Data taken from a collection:
--- --- ---

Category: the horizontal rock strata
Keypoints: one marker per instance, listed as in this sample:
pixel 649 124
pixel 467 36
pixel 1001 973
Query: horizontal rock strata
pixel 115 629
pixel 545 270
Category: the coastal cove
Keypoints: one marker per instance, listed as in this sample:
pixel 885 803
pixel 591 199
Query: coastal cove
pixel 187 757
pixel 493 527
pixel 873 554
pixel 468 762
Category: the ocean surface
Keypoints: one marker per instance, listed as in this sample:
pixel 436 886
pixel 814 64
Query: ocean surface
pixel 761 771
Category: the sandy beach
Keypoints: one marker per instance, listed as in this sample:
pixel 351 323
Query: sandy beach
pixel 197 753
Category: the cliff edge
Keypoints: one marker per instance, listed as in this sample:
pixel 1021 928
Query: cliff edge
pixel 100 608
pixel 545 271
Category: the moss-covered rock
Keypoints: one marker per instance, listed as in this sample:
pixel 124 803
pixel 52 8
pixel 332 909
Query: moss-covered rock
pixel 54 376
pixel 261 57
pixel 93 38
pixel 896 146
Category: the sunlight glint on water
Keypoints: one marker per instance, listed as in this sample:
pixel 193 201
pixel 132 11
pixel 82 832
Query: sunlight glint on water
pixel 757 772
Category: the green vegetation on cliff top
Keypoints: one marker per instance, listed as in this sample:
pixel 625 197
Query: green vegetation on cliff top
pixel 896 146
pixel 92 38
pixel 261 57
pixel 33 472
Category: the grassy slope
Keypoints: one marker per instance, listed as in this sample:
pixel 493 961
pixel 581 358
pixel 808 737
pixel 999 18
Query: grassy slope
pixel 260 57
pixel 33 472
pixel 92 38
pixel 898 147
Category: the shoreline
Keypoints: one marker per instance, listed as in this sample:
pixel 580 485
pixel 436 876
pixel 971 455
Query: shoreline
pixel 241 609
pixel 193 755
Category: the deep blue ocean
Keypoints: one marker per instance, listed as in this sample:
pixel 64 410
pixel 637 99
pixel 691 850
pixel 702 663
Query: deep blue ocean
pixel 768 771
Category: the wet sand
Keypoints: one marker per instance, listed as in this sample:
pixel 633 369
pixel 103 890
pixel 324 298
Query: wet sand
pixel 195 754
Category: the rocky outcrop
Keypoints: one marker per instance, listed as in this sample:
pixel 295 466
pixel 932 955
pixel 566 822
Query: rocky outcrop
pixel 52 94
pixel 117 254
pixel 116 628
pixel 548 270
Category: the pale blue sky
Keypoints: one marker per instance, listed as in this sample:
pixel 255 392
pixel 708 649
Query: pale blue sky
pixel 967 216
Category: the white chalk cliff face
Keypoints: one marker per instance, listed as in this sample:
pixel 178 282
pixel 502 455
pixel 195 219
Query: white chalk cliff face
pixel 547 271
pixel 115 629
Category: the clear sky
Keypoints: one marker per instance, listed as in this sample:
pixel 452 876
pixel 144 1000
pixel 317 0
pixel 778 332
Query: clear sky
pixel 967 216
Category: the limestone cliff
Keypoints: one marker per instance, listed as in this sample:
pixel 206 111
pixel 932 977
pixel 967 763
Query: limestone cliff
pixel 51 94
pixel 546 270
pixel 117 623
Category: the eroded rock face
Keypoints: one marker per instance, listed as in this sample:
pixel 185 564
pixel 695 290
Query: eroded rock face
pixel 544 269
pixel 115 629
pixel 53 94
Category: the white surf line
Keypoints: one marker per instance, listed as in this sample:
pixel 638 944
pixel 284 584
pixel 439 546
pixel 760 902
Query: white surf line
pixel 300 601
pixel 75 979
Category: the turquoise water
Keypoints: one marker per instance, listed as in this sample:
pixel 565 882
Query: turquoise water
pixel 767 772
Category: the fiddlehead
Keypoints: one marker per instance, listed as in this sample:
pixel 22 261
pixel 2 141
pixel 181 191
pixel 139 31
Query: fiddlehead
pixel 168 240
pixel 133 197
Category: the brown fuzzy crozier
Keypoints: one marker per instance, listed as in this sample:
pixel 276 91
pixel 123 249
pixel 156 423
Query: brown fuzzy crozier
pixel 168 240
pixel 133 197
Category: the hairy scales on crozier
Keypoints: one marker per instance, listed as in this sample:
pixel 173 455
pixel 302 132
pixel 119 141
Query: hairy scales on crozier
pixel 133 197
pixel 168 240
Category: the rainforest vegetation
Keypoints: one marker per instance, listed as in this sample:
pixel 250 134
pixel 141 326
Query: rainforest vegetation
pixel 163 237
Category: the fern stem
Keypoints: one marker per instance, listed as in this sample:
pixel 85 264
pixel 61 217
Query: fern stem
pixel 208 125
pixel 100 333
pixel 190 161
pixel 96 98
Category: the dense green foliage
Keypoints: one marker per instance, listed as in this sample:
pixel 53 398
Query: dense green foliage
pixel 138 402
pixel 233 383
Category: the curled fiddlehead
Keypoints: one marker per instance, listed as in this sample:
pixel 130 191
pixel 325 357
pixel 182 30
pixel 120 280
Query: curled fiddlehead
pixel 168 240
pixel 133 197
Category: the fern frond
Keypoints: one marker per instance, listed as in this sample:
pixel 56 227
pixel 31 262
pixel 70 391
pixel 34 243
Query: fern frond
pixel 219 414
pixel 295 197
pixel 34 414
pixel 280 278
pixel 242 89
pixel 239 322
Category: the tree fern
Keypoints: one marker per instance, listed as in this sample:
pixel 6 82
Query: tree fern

--- --- ---

**WORK INSTRUCTIONS:**
Duplicate everything in the data from the line containing "Category: the coastal cove" down to the line containing "pixel 545 271", both of those lines included.

**OUTPUT OF THE TASK:**
Category: the coastal cove
Keypoints: one marker per instance, listed as in this sample:
pixel 885 803
pixel 591 199
Query: coastal cove
pixel 187 757
pixel 493 527
pixel 873 554
pixel 468 762
Category: the ocean surface
Keypoints: one marker per instance, listed as in this sample:
pixel 436 886
pixel 814 64
Query: ocean surface
pixel 761 771
Category: the sandy beach
Keypoints: one marker per instance, listed as in this sample:
pixel 351 323
Query: sandy beach
pixel 197 753
Category: the cliff edge
Keypoints: one marker per instance, listed as in this sample:
pixel 1021 928
Query: cliff edge
pixel 100 608
pixel 545 271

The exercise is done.